- _Given problem 1_
From the event page, reproduce the part that opens with the words containing "Interdisciplinary Poetics: Migration, Earth, and" and closes with "of this interweaving.".
- _Given problem 2_
Using the event page, answer these questions:
(a) Who moderated the conversation with the poets?
(b) Which publisher released the chapbook Maroon?
(c) At which university is Christine Imperial a PhD student?
- _Given problem 3_
Rewrite the event page's paragraph that begins "CHRISTINE IMPERIAL is a PhD Cultural Studies student" as a list, keeping its main facts.

- _Text_

Interdisciplinary Poetics: Migration, Earth, and Empire

  Рет қаралды 135

Asian American Writers' Workshop

Asian American Writers' Workshop

Жыл бұрын

On Thursday, June 15, we hosted a reading and roundtable on interdisciplinary approaches to migration, earth, empire, and mental health featuring Filipinx poets Angela Peñaredondo, Jan-Henry Gray, Jen Soriano, and Christine Imperial! We witnessed each poet’s work and had a moderated conversation with Kay Ulanday Barrett centering sounds and textures of interdisciplinary writing as well as the intuitive and dissonant outcomes of this interweaving.
ANGELA PEÑAREDONDO is a writer, artist, and assistant professor of Creative Writer. Peñaredondo is the author of nature felt but never apprehended (Noemi Press), All Things Lose Thousands of Times (Inlandia Institute, Winner of Hillary Gravendyk Regional Prize) and the chapbook, Maroon (Jamii Publications). Their work has appeared in The Academy of American Poets, Pleiades Magazine, Michigan Quarterly Review, Southern Humanities Review and elsewhere. They received fellowships from Hedgebrook, Kundiman, and Macondo; and awards from TinHouse, Community of Writers and others. They are based in unceded lands of the Tongvan, Serrano and Tataviam nations with their partner and many cramped, wild plants. You can find them at angelapenaredondo.com and @domainedenarwhal
CHRISTINE IMPERIAL is a PhD Cultural Studies student at UC Davis where she was awarded the Dean’s Distinguished Graduate Fellowship. Her first book Mistaken for an Empire is published with Mad Creeks Books, an imprint of the Ohio State University, as the 2021 Gournay Prize Winner. She holds an MFA in Creative Writing from the California Institute of the Arts. At CalArts, she was the 2020 Emi Kuriyama Thesis winner and a 2020-2021 REEF Fellow. Her work has been published in Poets & Writers, POETRY, Inverted Syntax, TLDTD, among others.

- _Stored rows_
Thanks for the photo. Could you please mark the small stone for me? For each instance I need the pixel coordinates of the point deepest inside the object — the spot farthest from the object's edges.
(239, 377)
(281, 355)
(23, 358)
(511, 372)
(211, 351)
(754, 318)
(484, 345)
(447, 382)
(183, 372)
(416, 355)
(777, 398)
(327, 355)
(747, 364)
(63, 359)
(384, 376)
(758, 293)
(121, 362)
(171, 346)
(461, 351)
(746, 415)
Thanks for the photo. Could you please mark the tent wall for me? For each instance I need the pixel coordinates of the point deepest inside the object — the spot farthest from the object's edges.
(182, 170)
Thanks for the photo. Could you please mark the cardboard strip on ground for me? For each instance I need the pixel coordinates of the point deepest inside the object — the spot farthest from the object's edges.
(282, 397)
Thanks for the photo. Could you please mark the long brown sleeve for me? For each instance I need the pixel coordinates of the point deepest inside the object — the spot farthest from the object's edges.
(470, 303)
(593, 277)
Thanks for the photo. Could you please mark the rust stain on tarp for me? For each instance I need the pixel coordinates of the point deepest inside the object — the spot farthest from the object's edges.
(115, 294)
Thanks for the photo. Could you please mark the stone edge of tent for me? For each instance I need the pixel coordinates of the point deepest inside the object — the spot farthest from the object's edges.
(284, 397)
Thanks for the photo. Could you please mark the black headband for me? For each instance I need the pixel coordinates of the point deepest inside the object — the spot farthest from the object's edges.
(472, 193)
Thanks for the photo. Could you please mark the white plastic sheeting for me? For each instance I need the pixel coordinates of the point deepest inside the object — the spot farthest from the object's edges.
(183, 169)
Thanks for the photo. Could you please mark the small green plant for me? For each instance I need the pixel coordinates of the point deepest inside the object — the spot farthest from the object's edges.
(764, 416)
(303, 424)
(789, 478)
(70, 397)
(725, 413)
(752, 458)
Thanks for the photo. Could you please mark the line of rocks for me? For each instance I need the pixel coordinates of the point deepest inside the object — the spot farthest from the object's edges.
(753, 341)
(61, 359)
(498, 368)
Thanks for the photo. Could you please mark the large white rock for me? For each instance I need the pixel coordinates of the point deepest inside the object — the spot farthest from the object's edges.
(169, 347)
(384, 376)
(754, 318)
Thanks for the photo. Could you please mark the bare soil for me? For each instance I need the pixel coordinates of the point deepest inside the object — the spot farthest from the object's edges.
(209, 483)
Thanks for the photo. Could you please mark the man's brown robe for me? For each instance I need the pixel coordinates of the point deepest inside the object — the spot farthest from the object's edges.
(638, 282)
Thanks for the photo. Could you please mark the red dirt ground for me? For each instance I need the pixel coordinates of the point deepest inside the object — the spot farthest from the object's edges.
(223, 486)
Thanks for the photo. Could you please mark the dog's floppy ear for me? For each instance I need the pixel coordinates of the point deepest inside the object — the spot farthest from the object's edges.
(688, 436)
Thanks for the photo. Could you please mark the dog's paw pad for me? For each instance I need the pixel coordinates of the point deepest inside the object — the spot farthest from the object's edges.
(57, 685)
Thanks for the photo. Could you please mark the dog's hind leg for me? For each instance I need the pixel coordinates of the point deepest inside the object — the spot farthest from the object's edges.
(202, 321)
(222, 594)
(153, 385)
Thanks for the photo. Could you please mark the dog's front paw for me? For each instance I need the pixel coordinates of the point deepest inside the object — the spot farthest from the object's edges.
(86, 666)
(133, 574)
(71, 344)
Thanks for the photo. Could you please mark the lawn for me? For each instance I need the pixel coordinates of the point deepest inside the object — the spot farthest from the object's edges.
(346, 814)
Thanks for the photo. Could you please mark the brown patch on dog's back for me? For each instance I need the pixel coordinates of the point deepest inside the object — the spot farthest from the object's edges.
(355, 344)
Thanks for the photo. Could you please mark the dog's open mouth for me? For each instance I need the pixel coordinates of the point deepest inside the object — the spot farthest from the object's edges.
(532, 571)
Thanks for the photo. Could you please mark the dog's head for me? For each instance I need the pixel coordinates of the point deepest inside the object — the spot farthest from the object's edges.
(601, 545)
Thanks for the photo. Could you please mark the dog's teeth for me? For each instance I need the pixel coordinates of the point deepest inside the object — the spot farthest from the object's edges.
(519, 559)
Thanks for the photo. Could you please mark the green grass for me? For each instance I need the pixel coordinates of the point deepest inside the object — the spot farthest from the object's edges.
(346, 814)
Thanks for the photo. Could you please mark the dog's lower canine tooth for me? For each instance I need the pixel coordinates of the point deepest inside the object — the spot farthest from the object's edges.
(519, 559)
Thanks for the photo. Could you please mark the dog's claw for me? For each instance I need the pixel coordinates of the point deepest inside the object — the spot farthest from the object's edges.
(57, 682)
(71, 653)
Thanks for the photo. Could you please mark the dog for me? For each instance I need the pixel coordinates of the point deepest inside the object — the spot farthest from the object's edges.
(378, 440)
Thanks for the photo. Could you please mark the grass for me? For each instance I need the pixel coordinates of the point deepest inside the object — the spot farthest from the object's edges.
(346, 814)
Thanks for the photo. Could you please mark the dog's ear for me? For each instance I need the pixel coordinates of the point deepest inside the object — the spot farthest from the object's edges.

- _Task response 1_
Interdisciplinary Poetics: Migration, Earth, and Empire

  Рет қаралды 135

Asian American Writers' Workshop

Asian American Writers' Workshop

Жыл бұрын

On Thursday, June 15, we hosted a reading and roundtable on interdisciplinary approaches to migration, earth, empire, and mental health featuring Filipinx poets Angela Peñaredondo, Jan-Henry Gray, Jen Soriano, and Christine Imperial! We witnessed each poet’s work and had a moderated conversation with Kay Ulanday Barrett centering sounds and textures of interdisciplinary writing as well as the intuitive and dissonant outcomes of this interweaving.

- _Task response 2_
(a) Kay Ulanday Barrett
(b) Jamii Publications
(c) UC Davis

- _Task response 3_
- PhD Cultural Studies student at UC Davis, awarded the Dean's Distinguished Graduate Fellowship
- First book, Mistaken for an Empire, published by Mad Creeks Books (an imprint of the Ohio State University) as the 2021 Gournay Prize Winner
- MFA in Creative Writing from the California Institute of the Arts
- At CalArts: 2020 Emi Kuriyama Thesis winner and 2020-2021 REEF Fellow
- Work published in Poets & Writers, POETRY, Inverted Syntax, TLDTD, and others